Goal:
Starting at the line that contains "the backpack flap." and continuing through the end of the rows, rewrite those lines with "single dot" replaced by "single marker" and everything else left unchanged. Leave the pictures out of your answer.

[Labeled-object pointing rows]

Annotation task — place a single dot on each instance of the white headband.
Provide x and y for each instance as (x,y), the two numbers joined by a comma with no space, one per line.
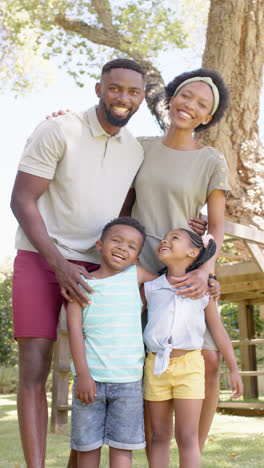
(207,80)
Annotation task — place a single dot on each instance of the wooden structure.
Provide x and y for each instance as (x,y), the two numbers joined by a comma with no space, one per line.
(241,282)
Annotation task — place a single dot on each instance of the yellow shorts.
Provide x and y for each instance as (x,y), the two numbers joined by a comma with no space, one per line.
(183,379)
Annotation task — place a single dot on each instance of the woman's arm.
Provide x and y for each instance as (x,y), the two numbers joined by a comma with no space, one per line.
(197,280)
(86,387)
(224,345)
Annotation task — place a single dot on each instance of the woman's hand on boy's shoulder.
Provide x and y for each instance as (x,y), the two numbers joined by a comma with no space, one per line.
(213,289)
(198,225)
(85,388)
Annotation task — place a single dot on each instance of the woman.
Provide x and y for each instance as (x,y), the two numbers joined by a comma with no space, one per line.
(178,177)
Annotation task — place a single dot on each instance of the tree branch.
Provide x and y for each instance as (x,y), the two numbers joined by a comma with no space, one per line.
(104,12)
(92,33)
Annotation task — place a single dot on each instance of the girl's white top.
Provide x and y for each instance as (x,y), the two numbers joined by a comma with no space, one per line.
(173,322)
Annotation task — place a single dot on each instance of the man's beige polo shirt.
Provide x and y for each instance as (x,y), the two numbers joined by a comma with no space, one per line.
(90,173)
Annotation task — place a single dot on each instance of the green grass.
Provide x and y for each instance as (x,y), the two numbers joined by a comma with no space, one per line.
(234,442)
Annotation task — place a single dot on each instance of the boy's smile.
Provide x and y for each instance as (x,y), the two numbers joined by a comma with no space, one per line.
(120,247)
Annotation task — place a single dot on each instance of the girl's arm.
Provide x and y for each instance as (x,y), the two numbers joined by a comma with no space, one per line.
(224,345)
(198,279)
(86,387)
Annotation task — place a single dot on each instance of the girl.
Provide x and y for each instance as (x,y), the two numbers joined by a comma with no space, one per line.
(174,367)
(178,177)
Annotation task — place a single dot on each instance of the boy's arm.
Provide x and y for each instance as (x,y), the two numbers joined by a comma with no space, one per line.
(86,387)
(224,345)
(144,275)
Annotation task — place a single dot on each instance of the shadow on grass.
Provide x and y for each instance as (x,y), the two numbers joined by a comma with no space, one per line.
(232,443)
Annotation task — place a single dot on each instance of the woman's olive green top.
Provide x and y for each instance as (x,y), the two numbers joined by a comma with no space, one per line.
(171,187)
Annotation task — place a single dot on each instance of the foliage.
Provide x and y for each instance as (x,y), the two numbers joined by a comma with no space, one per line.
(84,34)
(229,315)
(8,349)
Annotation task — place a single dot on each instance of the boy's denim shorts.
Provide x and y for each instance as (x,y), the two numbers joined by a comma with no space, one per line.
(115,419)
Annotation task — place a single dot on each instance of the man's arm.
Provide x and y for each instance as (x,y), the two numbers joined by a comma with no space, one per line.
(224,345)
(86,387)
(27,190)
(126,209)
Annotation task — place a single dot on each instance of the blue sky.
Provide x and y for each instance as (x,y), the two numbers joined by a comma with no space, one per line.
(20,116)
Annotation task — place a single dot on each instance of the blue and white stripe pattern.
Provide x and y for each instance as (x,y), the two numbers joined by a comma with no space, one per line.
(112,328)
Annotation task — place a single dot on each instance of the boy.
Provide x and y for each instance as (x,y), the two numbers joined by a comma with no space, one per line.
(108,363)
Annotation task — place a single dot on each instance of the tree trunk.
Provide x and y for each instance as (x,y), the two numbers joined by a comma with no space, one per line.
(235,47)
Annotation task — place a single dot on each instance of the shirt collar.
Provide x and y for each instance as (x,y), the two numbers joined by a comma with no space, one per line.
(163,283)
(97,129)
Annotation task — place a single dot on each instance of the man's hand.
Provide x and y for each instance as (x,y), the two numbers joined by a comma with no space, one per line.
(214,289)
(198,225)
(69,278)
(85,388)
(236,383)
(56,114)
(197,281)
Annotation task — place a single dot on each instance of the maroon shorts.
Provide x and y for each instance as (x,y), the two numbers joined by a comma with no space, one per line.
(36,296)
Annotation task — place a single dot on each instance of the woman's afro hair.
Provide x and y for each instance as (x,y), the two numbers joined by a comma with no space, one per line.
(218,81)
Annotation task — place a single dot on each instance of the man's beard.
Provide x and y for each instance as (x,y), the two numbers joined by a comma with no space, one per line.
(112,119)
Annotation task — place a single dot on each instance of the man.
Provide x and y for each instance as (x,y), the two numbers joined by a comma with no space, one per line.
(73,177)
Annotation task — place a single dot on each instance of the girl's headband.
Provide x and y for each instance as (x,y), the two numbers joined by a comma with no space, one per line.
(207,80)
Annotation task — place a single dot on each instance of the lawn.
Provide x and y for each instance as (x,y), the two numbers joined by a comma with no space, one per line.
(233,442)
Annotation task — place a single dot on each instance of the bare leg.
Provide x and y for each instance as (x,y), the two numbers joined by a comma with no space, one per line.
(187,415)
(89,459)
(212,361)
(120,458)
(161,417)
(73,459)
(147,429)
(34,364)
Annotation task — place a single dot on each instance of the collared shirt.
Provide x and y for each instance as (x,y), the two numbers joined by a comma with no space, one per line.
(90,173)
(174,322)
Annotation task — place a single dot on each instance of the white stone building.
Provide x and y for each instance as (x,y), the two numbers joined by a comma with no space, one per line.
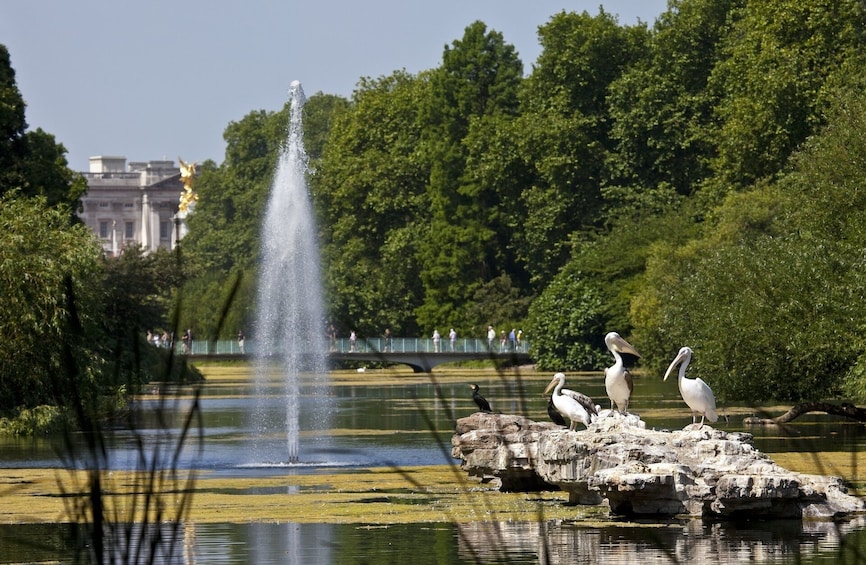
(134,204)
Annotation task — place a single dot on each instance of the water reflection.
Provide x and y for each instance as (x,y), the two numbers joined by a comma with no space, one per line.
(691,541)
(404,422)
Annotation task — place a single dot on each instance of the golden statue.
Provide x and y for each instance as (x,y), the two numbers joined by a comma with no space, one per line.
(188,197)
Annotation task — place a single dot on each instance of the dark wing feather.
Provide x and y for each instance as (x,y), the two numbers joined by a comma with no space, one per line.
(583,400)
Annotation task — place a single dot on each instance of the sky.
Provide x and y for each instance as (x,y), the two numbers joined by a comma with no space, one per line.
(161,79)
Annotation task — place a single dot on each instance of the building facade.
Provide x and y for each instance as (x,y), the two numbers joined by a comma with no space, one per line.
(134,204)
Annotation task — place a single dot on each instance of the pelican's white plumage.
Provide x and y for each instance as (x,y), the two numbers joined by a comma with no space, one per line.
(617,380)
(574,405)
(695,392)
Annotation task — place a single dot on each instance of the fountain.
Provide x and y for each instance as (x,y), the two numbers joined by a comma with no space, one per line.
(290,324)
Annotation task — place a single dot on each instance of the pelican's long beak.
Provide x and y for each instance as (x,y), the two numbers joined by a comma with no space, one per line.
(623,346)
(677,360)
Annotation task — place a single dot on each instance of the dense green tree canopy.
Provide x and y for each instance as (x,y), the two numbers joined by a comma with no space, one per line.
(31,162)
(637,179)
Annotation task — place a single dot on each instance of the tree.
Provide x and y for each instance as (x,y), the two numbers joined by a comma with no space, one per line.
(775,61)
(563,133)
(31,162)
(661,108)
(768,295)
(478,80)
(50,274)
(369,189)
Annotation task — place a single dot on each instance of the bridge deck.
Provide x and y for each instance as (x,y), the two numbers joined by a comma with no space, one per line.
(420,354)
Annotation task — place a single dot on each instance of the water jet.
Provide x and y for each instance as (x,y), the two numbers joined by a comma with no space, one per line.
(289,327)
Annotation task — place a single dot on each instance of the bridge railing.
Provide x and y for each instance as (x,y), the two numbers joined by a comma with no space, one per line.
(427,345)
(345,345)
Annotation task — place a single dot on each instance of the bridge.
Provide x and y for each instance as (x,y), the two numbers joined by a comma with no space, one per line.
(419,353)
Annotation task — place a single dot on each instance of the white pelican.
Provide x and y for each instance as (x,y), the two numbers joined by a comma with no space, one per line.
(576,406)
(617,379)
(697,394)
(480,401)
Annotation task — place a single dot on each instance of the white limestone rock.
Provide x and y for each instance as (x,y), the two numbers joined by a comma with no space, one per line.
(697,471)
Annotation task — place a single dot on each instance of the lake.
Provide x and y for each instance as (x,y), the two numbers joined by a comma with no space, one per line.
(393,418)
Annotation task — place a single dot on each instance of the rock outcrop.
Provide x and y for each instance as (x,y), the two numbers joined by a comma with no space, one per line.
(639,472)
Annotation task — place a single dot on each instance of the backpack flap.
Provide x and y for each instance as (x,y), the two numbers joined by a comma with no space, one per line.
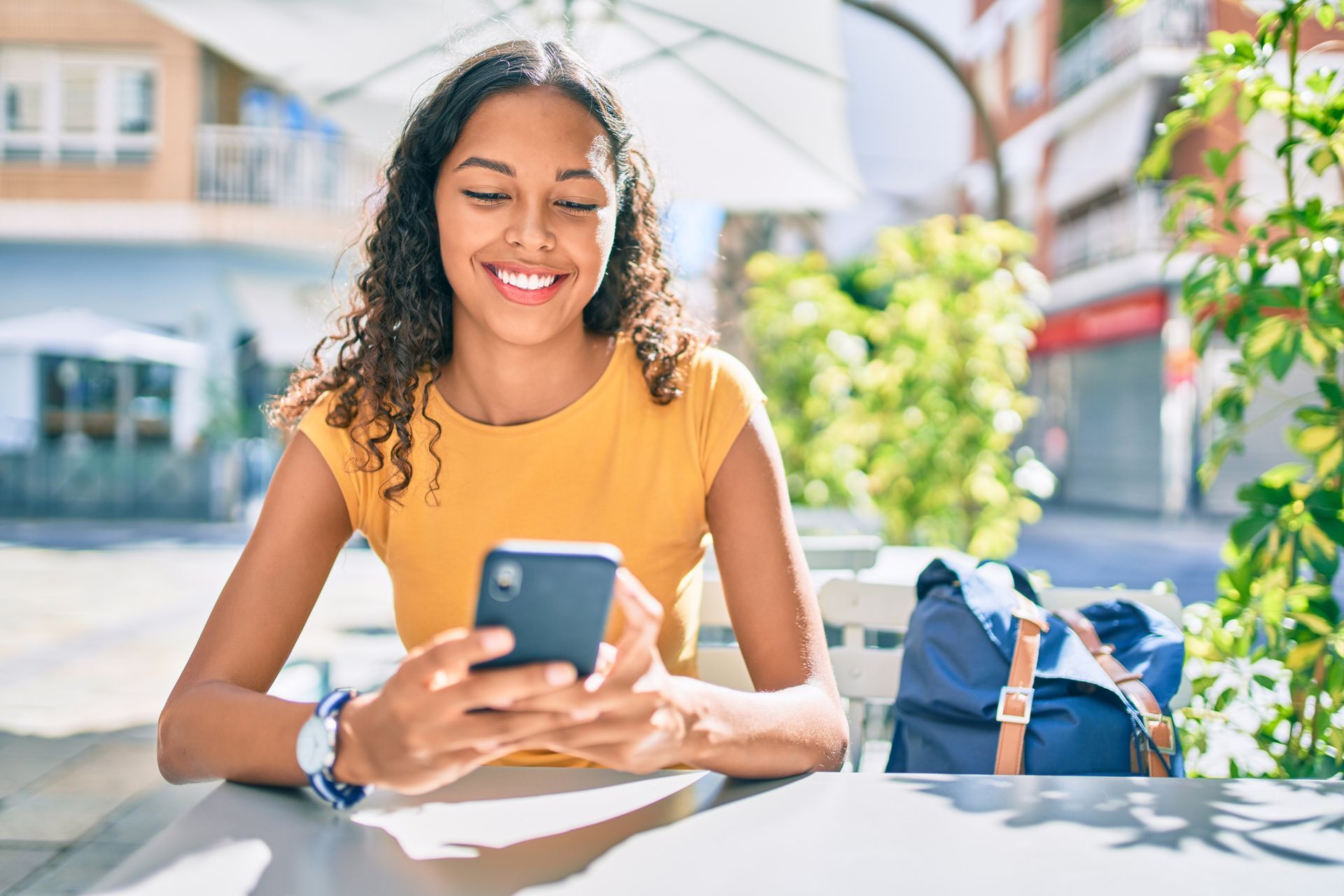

Correct output:
Annotation task — place a single marker on each instance of the backpack flap.
Provide x and y for each instance as (x,y), the two numbers joined by a comma with no space, one per line.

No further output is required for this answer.